:: Data provided
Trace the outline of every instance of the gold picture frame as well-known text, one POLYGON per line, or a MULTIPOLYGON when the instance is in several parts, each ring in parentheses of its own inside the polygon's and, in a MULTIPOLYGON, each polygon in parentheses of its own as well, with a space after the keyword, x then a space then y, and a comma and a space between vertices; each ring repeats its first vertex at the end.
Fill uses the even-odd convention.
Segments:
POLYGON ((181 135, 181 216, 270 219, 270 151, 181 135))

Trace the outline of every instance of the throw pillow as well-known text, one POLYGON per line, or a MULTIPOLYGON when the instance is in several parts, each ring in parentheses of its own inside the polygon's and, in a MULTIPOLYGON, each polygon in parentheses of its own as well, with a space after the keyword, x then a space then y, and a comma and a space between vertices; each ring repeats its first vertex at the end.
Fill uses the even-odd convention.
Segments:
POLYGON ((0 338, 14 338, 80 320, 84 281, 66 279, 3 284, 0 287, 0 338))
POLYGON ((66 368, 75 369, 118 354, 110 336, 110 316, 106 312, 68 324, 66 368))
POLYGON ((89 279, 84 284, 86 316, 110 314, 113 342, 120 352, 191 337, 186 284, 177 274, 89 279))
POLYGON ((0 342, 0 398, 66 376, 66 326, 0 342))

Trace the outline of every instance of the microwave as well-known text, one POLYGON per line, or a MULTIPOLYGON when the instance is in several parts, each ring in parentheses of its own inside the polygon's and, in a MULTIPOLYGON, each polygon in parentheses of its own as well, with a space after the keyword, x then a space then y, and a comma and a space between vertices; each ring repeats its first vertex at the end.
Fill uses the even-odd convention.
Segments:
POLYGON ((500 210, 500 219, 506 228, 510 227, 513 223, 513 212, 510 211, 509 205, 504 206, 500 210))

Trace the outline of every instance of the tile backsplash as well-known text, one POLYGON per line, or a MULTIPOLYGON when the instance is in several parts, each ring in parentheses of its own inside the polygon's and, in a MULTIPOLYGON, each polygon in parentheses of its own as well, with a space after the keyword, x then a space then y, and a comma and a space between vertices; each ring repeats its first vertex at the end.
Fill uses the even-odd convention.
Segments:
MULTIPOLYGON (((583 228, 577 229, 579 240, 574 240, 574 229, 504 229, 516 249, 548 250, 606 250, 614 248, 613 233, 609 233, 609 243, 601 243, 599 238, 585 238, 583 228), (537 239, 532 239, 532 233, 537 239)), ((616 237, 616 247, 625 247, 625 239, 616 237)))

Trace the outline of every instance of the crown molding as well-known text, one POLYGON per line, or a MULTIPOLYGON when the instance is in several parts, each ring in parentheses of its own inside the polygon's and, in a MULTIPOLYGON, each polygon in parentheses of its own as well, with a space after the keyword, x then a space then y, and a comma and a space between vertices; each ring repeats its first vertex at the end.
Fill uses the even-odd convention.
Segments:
::::
:: Data provided
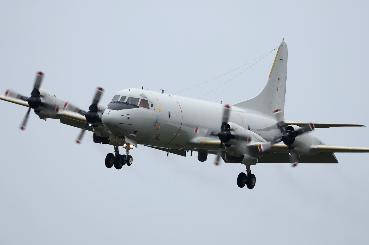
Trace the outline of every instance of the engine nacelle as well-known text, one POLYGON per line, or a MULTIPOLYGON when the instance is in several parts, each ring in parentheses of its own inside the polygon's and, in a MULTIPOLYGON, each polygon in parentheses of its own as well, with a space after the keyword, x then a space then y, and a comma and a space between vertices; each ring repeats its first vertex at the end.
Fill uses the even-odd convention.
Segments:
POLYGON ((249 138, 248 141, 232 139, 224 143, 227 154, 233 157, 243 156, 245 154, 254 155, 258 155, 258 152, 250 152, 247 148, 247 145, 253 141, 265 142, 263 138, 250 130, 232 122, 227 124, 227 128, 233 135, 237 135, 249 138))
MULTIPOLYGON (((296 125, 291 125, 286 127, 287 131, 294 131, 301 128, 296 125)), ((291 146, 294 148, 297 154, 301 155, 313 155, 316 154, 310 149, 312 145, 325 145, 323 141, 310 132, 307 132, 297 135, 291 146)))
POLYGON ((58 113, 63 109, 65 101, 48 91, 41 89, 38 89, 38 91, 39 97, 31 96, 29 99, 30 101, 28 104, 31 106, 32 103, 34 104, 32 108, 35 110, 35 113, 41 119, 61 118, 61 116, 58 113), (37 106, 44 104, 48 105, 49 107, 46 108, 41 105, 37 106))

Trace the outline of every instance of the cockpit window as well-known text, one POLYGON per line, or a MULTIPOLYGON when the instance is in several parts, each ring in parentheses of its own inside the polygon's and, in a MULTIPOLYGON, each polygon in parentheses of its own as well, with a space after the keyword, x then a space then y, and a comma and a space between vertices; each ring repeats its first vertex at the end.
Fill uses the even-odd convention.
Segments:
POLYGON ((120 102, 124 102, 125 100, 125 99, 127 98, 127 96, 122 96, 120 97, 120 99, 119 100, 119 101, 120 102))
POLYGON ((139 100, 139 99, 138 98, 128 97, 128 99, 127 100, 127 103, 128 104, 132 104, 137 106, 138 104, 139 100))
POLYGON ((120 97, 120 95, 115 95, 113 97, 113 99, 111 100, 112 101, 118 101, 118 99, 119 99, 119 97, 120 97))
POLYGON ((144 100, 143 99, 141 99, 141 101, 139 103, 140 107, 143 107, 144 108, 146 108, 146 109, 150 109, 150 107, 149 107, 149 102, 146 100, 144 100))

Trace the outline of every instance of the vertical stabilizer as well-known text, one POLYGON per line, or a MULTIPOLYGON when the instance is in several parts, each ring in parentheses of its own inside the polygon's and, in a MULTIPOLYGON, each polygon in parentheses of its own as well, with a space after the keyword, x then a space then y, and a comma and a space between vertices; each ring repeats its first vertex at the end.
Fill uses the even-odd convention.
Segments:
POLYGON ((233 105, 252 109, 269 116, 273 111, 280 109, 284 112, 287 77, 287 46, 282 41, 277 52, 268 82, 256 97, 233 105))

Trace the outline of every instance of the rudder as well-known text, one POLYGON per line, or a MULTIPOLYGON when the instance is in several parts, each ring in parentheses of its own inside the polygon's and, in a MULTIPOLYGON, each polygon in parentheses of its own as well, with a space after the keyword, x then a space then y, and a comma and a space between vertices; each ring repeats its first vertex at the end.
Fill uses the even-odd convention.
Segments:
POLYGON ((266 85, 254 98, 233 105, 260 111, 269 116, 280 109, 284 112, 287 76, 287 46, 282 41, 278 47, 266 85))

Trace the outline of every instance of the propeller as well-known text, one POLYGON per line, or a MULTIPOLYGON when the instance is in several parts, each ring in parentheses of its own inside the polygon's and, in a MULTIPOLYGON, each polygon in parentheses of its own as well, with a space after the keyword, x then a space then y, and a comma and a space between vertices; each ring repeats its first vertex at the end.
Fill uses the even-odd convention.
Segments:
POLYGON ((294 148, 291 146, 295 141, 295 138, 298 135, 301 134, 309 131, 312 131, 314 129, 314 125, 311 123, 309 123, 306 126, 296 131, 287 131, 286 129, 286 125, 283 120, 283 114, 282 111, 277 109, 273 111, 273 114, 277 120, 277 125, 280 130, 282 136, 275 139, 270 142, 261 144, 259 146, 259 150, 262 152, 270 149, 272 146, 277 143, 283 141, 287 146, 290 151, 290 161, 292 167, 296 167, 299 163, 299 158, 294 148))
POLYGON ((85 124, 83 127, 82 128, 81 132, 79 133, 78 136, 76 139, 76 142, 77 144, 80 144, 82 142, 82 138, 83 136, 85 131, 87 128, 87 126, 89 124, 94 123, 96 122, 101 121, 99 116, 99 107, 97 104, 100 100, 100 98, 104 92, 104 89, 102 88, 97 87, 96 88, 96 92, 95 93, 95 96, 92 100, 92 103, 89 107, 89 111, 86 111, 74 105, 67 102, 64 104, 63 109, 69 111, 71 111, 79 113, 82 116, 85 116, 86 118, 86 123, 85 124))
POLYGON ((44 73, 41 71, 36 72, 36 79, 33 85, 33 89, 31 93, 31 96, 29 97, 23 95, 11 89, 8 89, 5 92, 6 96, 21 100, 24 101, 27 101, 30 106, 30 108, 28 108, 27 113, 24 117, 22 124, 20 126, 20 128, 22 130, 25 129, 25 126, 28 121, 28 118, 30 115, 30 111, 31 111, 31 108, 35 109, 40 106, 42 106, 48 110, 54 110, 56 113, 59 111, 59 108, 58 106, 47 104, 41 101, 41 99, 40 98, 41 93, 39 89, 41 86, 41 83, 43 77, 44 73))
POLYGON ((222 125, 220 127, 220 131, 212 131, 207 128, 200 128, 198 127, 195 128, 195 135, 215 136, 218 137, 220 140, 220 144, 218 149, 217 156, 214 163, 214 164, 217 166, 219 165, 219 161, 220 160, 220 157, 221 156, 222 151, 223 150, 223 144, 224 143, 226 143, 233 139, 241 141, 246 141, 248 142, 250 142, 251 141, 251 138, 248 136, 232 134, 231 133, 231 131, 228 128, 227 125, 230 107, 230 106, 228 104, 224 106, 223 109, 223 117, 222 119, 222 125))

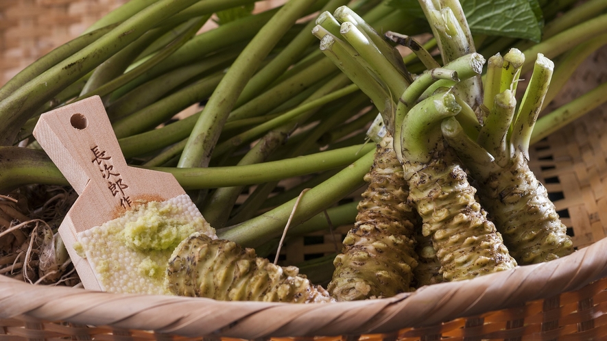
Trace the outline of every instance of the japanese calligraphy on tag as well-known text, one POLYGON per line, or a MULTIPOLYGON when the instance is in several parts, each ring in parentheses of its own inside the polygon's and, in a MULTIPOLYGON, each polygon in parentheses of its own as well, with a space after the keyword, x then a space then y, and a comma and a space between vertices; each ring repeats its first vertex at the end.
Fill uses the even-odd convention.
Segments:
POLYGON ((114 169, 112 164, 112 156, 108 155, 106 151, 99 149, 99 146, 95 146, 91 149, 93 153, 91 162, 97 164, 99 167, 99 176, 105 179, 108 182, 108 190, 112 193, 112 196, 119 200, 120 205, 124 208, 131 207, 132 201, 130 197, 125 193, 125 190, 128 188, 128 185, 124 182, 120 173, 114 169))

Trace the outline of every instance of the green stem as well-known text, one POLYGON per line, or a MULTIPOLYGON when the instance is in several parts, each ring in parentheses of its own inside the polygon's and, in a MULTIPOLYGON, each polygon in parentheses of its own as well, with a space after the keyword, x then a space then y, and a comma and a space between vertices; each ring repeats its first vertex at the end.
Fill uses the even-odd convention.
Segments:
::::
| Aim of the exercise |
Repeat the rows between the lines holding "Trace the outline of every instance of the gold" and "POLYGON ((500 210, 500", inclusive, with no change to any character.

| Result of this exercise |
Trace the outline of every instance of the gold picture frame as well-known text, one POLYGON per line, or a MULTIPOLYGON when the instance is in several parts, each ring in parentheses of its own inside the polygon's and, in a MULTIPOLYGON, each polygon in parentheses of its own as well, with a space after the keyword, x then a space then y, and a comma and a space between vertices; each ring repeats its first vertex at the end.
Fill uses the even-odd convention.
Segments:
POLYGON ((181 135, 181 216, 270 219, 270 151, 181 135))

Trace the outline of every instance of the throw pillow as well-known text, one POLYGON per line, or a MULTIPOLYGON when the instance is in several parts, each ring in parentheses of its own inside the polygon's and, in a MULTIPOLYGON, each polygon in parentheses of its own as well, with a space after the keyword, x then a space then y, and a comma and a space between vertices; each ring repeats its first vertex at the end.
Fill uses the even-odd convention.
Segments:
POLYGON ((0 338, 14 338, 80 320, 84 281, 66 279, 3 284, 0 287, 0 338))
POLYGON ((66 368, 75 369, 118 354, 110 336, 110 316, 106 312, 68 324, 66 368))
POLYGON ((89 279, 84 284, 86 316, 110 314, 113 342, 120 352, 191 337, 186 284, 177 274, 89 279))
POLYGON ((0 342, 0 398, 66 376, 66 326, 0 342))

Trace the outline of every instance of the microwave as well-known text, one POLYGON per line, or a MULTIPOLYGON when the instance is in several parts, each ring in parentheses of its own inside the polygon's and, in a MULTIPOLYGON, each polygon in parentheses of its own as well, with a space after the keyword, x then a space then y, and a comma and a space between vertices; each ring repeats its first vertex at the end.
Fill uses the even-odd convention.
Segments:
POLYGON ((500 210, 500 219, 506 228, 510 227, 513 223, 513 212, 510 211, 509 205, 504 206, 500 210))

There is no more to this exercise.